◆ **WAS ZU TUN IST**
Geben Sie alle nachstehenden Einträge Zeile für Zeile unverändert aus.

◆ **LISTE DER EINTRÄGE**

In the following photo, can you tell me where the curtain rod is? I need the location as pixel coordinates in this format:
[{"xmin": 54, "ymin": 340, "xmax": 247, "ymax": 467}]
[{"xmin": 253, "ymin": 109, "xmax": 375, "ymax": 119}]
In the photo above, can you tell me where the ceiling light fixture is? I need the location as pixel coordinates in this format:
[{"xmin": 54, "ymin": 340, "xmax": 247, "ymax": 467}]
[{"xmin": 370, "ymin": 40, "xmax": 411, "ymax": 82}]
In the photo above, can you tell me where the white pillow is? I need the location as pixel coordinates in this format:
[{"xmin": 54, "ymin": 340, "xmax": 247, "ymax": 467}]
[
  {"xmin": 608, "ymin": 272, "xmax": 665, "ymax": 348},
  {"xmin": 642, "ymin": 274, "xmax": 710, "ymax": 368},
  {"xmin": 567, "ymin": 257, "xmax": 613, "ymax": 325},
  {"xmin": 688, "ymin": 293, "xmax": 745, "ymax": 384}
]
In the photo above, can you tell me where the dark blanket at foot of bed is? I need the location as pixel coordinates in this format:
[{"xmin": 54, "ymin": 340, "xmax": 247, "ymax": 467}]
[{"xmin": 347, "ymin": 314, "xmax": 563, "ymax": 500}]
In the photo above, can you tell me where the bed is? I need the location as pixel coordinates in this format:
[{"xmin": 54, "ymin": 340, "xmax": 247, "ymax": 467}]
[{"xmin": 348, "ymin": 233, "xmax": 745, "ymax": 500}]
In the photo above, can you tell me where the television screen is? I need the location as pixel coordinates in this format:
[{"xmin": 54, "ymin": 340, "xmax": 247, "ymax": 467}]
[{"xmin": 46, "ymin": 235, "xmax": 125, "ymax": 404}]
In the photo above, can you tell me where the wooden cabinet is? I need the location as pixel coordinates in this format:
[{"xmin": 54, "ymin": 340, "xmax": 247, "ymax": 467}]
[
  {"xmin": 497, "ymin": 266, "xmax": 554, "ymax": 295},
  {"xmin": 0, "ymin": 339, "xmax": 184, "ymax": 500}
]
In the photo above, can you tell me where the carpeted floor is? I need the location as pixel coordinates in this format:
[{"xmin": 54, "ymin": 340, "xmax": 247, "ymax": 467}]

◆ **ERGEBNIS DER AUFGABE**
In the following photo, can you tell me where the curtain rod is? I need the location as pixel coordinates in this format:
[{"xmin": 54, "ymin": 340, "xmax": 247, "ymax": 467}]
[{"xmin": 253, "ymin": 109, "xmax": 375, "ymax": 119}]
In the photo above, can you tell me where the ceiling light fixture is? I need the location as pixel coordinates in this format:
[{"xmin": 54, "ymin": 340, "xmax": 247, "ymax": 467}]
[{"xmin": 370, "ymin": 40, "xmax": 411, "ymax": 82}]
In the photo above, can you tell me where the white pillow is? I need the location as pixel coordinates in this format:
[{"xmin": 54, "ymin": 340, "xmax": 247, "ymax": 467}]
[
  {"xmin": 608, "ymin": 272, "xmax": 665, "ymax": 348},
  {"xmin": 642, "ymin": 274, "xmax": 710, "ymax": 368},
  {"xmin": 567, "ymin": 257, "xmax": 613, "ymax": 325},
  {"xmin": 688, "ymin": 293, "xmax": 745, "ymax": 384}
]
In the photo above, can you tell me where the dark blanket at foot of bed is? I need the location as pixel coordinates in this format:
[{"xmin": 54, "ymin": 340, "xmax": 247, "ymax": 467}]
[{"xmin": 347, "ymin": 314, "xmax": 563, "ymax": 500}]
In the photo above, can you tell me where the bed is? I need the location as pixel coordinates in this format:
[{"xmin": 54, "ymin": 340, "xmax": 247, "ymax": 467}]
[{"xmin": 348, "ymin": 233, "xmax": 745, "ymax": 500}]
In the photo above, can you tell me where the television screen is? I need the location as pixel coordinates in this format:
[{"xmin": 54, "ymin": 340, "xmax": 247, "ymax": 467}]
[{"xmin": 46, "ymin": 235, "xmax": 125, "ymax": 404}]
In the photo above, can you tell me where the wooden cabinet is? I need the location as pixel coordinates in this format:
[{"xmin": 54, "ymin": 340, "xmax": 247, "ymax": 467}]
[
  {"xmin": 497, "ymin": 266, "xmax": 554, "ymax": 295},
  {"xmin": 0, "ymin": 339, "xmax": 184, "ymax": 500}
]
In the photo above, can you tell me where the carpeted floor is? I need the location as pixel coordinates in this format:
[{"xmin": 54, "ymin": 340, "xmax": 247, "ymax": 467}]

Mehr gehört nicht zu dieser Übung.